#### [WHAT YOU NEED TO DO]
Copy every item below word for word, and leave the pictures out of your answer.

#### [DATA EXTRACT]

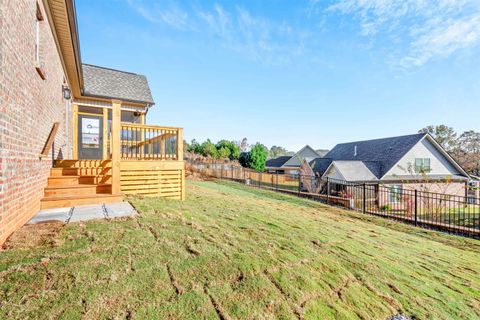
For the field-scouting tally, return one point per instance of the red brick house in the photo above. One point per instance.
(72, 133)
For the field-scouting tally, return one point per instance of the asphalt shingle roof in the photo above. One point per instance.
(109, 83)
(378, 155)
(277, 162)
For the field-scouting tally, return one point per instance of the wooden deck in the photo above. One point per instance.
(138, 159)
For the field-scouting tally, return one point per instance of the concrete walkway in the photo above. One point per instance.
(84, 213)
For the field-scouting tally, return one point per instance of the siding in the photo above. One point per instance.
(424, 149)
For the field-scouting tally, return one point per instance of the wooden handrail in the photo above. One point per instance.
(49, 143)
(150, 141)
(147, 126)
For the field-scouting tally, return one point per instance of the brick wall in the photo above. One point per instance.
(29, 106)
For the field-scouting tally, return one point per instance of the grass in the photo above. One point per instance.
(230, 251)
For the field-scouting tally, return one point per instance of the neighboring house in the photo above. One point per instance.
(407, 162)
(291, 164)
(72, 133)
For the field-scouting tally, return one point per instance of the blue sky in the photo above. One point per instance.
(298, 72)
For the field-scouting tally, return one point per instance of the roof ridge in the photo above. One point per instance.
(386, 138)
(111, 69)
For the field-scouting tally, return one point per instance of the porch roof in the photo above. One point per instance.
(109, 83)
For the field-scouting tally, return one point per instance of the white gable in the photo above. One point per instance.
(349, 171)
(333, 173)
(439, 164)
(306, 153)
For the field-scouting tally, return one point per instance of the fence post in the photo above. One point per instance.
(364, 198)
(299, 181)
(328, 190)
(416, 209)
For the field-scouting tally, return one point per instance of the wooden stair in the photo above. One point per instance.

#### [SOLUTION TO THIS EXERCISE]
For the field-scouting tally, return one point per instance of the red brick house in the photo above. One point per instance.
(72, 133)
For the field-scouting tally, return one point per instance of the asphalt shingle roof in the photo above. One point per instance.
(109, 83)
(378, 155)
(277, 162)
For the field-scouting tally, return one point per instance of the wooden deck in the photo above. One point per instance.
(138, 159)
For the field-scouting tally, return one point per instance of the concrete walkway in the photo above. One point per instance.
(84, 213)
For the field-scouting tally, return one point per instance of the siding in the photo above. One point per instance.
(424, 149)
For the field-scouting tally, return one point per instance of the wooden handrail in the photo above. One point per instance.
(49, 143)
(150, 141)
(147, 126)
For the field-scouting tally, return one point per instance of the brick wall in the photo above. One point per instance.
(29, 106)
For the field-scouting tally, return one point per instance of the grass in the photo above. One point per instance.
(230, 251)
For the field-scouting tally, return one point per instance of the neighboring house in the photo above. One point per instance.
(407, 162)
(291, 164)
(72, 133)
For the field-scouting tally, return one point per instance of the blue sky in the photo above. One point per instance.
(298, 72)
For the field-scouting tally, return one point per instance of the roof ridge in the photo above. One point per instance.
(386, 138)
(111, 69)
For the field-scouting tally, return one point per instance of the porch roof in the photo above. One point per instance.
(109, 83)
For the field-scouting tally, return one point per instance of the white gable in the photo above. One point per instance.
(349, 171)
(333, 173)
(439, 164)
(306, 153)
For the field-scouting tally, return one point per instance of the fence post in the photo above. One point per instance.
(364, 198)
(299, 181)
(328, 190)
(416, 209)
For the field-scouting tally, return one point per instance of the wooden stair in the photo above. One point per instance.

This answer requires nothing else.